PAGE TEXT
*** Block opens ***

Connecting Trans Youth with Gender-Affirming Medical Care

Connecting Trans Youth with
Gender-Affirming Medical Care

Izzy Lowell

Izzy Lowell, a family medicine doctor and the founder of the transgender health clinic Queer Med, once had a patient who came to her for hormone therapy after 11 other health care providers had turned them down. Each no had come with rude remarks. Lowell was the first to treat them with respect, use their preferred pronouns, and offer them help.

Medical care for trans and nonbinary people isn’t rocket science, Lowell says. But there’s a dearth of gender-affirming, accessible health care for transgender patients. And political forces attempting to block access to hormone therapy—an essential and lifesaving modality for those who seek it—threaten the long-term well-being of trans and nonbinary youth.

In her practice providing transitioning services for transgender and nonbinary people in the American South, Lowell has seen just what comprehensive care and an affirming physician can do for a trans patient: “It’s the coolest thing to see a patient come back three months later not changed, not different, but more confident and just themselves.”

A Q&A with Izzy Lowell, MD

Q
What is gender dysphoria? What is it like to help gender-dysphoric patients with the process of transitioning?
A

Gender dysphoria is the feeling that your body is the wrong gender for you. The word “dysphoria” means distress and extreme discomfort. I love my job because I get to see people get relief from this distress that they’ve been trying to cope with their whole life. People who go through this process develop even more into who they are.

There’s a huge range of people who come to us for help. Sometimes people come to us in a position of strength. They are ready to go and excited to transition.

Unfortunately, a lot of teens come to us after a suicide attempt, failing out of school, self-harm, or extreme depression, with families who may not be accepting. They’re like, “We don’t know what else to do, so we’ll try this.” We have patients who are in their 50s and 60s coming to us saying they’ve wanted this their whole life.


Q
What is involved in transgender medicine?
A

Transgender medicine has a lot in common with medicine for everybody, with several broad categories and a few key differences.

First is primary care. Everybody should have access to primary care, but many people—especially those in marginalized populations, including trans and nonbinary people—don’t. When we talk about primary care for trans patients, people get really caught up in gender. The approach that I use is simpler: If you have it, get it screened. If someone has breasts, they need mammograms. If they have a colon, they need colonoscopies.

Then there’s hormone therapy, which is what I do. Someone who is a man but was assigned female at birth would need testosterone to help their body better match their identity. Someone assigned male at birth who identifies as a woman would be given estrogen. For teens who are in puberty or not yet in puberty, we could use puberty blockers to allow them a few more years to become clearer about their gender identity before beginning hormone therapy.

Another category of care we think about is surgery, which is often first and foremost in people’s minds but is a relatively small part of transgender medicine; many transgender and nonbinary people do not choose to have surgery or may be unable to access it. Mental health care is also very important for many people, whether you’re transgender, cisgender, or nonbinary.


Q
For young patients, what are the first things to know about the process of transitioning or going on puberty blockers?
A

If a patient is ready and clear about their gender identity, they should be allowed to start to transition as soon as their body starts puberty; that way they go through only one puberty toward the correct gender at the same time as their peers. For those patients, that is the ideal way to practice trans medicine.

*** Block closes ***

PROVIDED DATA

*** Block opens ***

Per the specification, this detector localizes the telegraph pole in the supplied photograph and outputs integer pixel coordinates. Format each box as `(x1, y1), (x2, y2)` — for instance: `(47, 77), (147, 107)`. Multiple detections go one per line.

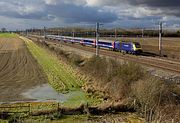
(159, 22), (162, 56)
(96, 22), (99, 56)
(44, 27), (46, 42)
(142, 29), (144, 38)
(114, 28), (117, 41)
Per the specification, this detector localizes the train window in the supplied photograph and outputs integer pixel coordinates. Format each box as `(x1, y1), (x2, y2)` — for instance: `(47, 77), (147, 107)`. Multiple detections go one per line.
(135, 43), (141, 48)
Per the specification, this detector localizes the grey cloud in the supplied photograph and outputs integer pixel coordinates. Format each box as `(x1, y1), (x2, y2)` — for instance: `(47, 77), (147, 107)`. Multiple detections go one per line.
(47, 3), (118, 23)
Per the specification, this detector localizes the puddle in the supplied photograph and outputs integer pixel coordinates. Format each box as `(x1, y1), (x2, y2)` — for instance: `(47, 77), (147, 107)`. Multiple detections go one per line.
(22, 84), (83, 103)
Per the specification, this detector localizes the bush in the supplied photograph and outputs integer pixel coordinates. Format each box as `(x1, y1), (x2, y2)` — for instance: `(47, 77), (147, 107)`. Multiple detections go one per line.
(131, 76), (177, 122)
(82, 56), (144, 100)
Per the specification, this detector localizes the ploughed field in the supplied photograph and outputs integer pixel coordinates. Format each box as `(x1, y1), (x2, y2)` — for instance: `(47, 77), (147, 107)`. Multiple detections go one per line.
(0, 34), (47, 102)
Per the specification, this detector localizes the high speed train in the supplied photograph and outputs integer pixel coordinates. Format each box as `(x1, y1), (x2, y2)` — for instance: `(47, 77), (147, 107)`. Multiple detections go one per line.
(46, 35), (142, 54)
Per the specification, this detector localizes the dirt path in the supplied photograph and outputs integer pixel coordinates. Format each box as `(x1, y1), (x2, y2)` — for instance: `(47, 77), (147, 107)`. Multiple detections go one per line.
(0, 38), (47, 102)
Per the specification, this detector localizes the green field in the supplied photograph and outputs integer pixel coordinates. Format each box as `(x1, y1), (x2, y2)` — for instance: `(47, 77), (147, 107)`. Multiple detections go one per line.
(0, 33), (16, 38)
(21, 37), (84, 92)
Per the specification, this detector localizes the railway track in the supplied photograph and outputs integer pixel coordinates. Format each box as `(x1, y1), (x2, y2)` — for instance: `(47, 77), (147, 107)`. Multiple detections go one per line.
(27, 35), (180, 74)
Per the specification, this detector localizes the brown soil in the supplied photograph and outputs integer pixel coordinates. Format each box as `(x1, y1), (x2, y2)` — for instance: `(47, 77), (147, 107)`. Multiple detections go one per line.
(0, 38), (47, 102)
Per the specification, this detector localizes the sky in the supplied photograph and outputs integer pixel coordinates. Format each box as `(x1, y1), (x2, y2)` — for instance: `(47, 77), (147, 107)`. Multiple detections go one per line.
(0, 0), (180, 30)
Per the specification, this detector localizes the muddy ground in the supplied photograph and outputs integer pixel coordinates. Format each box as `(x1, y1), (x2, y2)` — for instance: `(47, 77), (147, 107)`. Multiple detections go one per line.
(0, 37), (47, 102)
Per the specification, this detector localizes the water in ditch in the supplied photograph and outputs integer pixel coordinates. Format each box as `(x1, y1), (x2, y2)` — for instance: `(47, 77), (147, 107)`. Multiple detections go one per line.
(22, 84), (84, 103)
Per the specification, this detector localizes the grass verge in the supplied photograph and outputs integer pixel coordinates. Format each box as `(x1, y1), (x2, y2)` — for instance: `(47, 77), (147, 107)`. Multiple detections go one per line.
(21, 37), (83, 92)
(0, 33), (16, 38)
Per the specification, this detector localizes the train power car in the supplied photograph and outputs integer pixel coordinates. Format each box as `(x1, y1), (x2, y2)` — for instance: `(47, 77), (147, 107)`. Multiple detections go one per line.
(47, 35), (142, 54)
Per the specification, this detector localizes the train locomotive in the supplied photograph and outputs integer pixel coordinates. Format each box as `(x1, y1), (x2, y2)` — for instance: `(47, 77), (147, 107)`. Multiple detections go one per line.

*** Block closes ***

EXERCISE INSTRUCTIONS
A – In the gender-affirming care page, how many health care providers had turned down Lowell's patient before that patient came to her for hormone therapy?
B – From the gender-affirming care page, copy the passage starting at "First is primary" and ending at "beginning hormone therapy.".
This material comes from a separate source.

OUTPUTS BY TASK
A – Eleven other health care providers had turned the patient down.

B –
First is primary care. Everybody should have access to primary care, but many people—especially those in marginalized populations, including trans and nonbinary people—don’t. When we talk about primary care for trans patients, people get really caught up in gender. The approach that I use is simpler: If you have it, get it screened. If someone has breasts, they need mammograms. If they have a colon, they need colonoscopies.

Then there’s hormone therapy, which is what I do. Someone who is a man but was assigned female at birth would need testosterone to help their body better match their identity. Someone assigned male at birth who identifies as a woman would be given estrogen. For teens who are in puberty or not yet in puberty, we could use puberty blockers to allow them a few more years to become clearer about their gender identity before beginning hormone therapy.